Directions: Pick out each line below that contains the word "givova", matching its case exactly, and copy those lines.

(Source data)
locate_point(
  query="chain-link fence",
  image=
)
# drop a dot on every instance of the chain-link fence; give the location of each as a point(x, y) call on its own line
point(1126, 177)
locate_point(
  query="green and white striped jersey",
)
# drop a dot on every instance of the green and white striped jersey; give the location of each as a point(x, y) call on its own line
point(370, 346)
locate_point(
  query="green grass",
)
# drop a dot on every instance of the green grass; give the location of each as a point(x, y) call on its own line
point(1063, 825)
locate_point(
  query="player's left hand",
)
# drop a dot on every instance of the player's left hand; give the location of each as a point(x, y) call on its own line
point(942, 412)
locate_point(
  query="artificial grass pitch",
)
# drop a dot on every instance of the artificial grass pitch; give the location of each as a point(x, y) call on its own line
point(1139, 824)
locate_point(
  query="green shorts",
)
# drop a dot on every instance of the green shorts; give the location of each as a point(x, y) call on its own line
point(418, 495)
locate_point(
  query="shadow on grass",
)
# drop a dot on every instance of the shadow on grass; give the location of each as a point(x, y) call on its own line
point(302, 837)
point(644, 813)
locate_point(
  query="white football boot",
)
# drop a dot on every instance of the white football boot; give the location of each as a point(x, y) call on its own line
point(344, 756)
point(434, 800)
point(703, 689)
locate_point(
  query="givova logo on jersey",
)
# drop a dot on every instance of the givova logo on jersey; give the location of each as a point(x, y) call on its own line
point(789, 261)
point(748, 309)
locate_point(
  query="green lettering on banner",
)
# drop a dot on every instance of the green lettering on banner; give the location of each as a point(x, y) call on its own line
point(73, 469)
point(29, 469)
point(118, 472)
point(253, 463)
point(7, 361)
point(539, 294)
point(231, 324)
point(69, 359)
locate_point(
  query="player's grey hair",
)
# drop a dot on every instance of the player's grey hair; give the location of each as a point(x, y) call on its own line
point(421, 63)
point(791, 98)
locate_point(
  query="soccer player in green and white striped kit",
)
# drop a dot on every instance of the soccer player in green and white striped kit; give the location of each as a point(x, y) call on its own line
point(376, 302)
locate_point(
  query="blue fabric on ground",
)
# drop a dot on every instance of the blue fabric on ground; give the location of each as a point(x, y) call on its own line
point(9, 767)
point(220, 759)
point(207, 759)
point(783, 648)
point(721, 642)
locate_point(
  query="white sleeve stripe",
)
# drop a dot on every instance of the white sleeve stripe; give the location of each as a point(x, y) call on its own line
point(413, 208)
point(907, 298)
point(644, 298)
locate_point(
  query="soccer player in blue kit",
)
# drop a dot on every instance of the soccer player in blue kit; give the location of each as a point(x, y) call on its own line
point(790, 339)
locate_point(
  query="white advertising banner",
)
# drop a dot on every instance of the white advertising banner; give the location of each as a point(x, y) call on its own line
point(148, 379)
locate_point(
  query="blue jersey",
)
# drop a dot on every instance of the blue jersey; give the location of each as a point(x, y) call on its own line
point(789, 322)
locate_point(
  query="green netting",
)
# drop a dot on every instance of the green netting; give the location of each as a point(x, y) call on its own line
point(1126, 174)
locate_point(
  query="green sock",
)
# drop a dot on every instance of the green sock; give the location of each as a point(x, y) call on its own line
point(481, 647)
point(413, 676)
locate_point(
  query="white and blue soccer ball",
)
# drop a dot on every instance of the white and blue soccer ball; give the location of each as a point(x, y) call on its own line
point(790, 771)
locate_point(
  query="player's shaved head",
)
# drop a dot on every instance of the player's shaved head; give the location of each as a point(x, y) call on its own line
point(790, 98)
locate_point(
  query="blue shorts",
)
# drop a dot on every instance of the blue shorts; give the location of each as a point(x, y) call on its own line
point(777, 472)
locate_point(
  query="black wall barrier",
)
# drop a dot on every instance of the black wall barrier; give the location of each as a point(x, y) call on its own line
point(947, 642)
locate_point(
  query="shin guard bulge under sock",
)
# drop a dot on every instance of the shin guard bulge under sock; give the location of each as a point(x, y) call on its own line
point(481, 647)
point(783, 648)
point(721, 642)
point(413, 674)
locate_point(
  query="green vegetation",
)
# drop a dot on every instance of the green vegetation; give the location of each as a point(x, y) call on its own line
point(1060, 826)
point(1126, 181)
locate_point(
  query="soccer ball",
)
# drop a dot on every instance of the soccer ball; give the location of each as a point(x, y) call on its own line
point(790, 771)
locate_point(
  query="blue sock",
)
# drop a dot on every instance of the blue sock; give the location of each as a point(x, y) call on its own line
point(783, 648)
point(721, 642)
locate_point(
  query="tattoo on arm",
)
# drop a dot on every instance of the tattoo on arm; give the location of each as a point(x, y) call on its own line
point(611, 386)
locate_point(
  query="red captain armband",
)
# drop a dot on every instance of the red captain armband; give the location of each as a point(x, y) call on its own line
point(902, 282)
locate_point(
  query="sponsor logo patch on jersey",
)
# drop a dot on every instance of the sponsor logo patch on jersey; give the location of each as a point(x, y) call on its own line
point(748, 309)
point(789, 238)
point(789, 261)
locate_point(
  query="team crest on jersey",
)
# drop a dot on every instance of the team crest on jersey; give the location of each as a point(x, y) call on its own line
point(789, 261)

Output of the task:
  query="givova logo on jersey",
# drop a dot on every instance of the givova logo on jersey; give the location of each as a point(x, y) call on its own line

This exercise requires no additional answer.